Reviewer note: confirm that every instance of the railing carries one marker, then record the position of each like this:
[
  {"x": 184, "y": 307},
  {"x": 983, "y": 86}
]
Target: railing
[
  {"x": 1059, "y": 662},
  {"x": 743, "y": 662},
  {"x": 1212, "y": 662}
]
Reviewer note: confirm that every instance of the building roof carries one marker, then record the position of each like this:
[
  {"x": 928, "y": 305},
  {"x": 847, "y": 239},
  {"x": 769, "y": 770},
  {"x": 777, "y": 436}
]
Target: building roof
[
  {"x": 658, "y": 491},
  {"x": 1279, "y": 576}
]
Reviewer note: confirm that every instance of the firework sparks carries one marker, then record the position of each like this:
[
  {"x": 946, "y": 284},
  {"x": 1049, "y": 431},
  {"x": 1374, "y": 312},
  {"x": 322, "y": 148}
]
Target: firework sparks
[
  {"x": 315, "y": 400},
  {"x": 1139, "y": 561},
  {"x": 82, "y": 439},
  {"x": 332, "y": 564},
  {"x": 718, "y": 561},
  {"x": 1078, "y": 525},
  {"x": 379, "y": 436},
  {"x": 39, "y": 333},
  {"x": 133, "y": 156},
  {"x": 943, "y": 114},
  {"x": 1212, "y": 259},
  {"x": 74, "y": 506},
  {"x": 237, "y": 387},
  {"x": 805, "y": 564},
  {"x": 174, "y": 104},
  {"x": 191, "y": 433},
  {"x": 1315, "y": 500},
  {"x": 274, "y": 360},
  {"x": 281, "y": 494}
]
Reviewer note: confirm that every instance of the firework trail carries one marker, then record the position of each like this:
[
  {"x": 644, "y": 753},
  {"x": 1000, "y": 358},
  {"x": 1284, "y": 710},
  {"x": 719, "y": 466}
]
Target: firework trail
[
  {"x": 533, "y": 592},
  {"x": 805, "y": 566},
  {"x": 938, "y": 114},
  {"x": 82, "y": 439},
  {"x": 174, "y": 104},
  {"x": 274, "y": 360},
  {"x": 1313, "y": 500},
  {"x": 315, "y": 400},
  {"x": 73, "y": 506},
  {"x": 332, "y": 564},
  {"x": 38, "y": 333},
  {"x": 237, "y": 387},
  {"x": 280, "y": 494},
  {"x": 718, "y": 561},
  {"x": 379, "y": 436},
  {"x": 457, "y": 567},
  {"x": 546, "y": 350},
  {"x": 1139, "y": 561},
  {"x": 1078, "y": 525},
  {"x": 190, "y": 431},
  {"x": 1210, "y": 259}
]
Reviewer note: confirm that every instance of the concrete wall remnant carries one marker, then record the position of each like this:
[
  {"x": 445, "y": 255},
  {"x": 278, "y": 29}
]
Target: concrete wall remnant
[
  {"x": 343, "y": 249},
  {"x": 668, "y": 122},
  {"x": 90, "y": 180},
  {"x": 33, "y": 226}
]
========================================================================
▸ **Work item**: The answer must be the full listing, written out word for word.

▸ **Response area**:
Reviewer note: confirm that every instance of the railing carries one marker, then record the position of each like this:
[
  {"x": 184, "y": 307},
  {"x": 983, "y": 86}
]
Target: railing
[
  {"x": 1059, "y": 662},
  {"x": 743, "y": 662},
  {"x": 1212, "y": 662}
]
Reviewer note: confirm that every instance of the building roof carries one marker, then record the position of each like this:
[
  {"x": 928, "y": 305},
  {"x": 847, "y": 239},
  {"x": 769, "y": 770},
  {"x": 777, "y": 436}
]
Target: building roof
[
  {"x": 658, "y": 491},
  {"x": 1279, "y": 576}
]
Reviewer note: confirm that every instance of the firework sparks carries one marker, then record the position of each like this:
[
  {"x": 946, "y": 284},
  {"x": 1049, "y": 431},
  {"x": 1374, "y": 312},
  {"x": 322, "y": 148}
]
Target: firework sparks
[
  {"x": 315, "y": 400},
  {"x": 1139, "y": 561},
  {"x": 82, "y": 439},
  {"x": 332, "y": 564},
  {"x": 718, "y": 561},
  {"x": 1078, "y": 525},
  {"x": 379, "y": 436},
  {"x": 39, "y": 333},
  {"x": 133, "y": 156},
  {"x": 943, "y": 114},
  {"x": 1212, "y": 259},
  {"x": 74, "y": 506},
  {"x": 237, "y": 387},
  {"x": 805, "y": 564},
  {"x": 174, "y": 104},
  {"x": 191, "y": 433},
  {"x": 1315, "y": 500},
  {"x": 274, "y": 360},
  {"x": 281, "y": 494}
]
Reviewer note: confirm that every instance of the firework trail carries one marker, then record the position of each like this:
[
  {"x": 644, "y": 753},
  {"x": 1000, "y": 358},
  {"x": 1284, "y": 710},
  {"x": 719, "y": 466}
]
Target: firework trail
[
  {"x": 533, "y": 592},
  {"x": 805, "y": 566},
  {"x": 938, "y": 114},
  {"x": 82, "y": 439},
  {"x": 174, "y": 104},
  {"x": 274, "y": 360},
  {"x": 1313, "y": 500},
  {"x": 315, "y": 400},
  {"x": 73, "y": 506},
  {"x": 332, "y": 564},
  {"x": 38, "y": 333},
  {"x": 237, "y": 387},
  {"x": 280, "y": 494},
  {"x": 718, "y": 561},
  {"x": 379, "y": 436},
  {"x": 457, "y": 567},
  {"x": 546, "y": 350},
  {"x": 1139, "y": 561},
  {"x": 1078, "y": 525},
  {"x": 190, "y": 431},
  {"x": 1210, "y": 259}
]
Reviewer note: confirm that every instance of the concrete wall remnant carries one marker, then record the position of each like this:
[
  {"x": 445, "y": 255},
  {"x": 278, "y": 29}
]
Target: concrete wall remnant
[
  {"x": 343, "y": 249},
  {"x": 668, "y": 122},
  {"x": 90, "y": 180},
  {"x": 33, "y": 226}
]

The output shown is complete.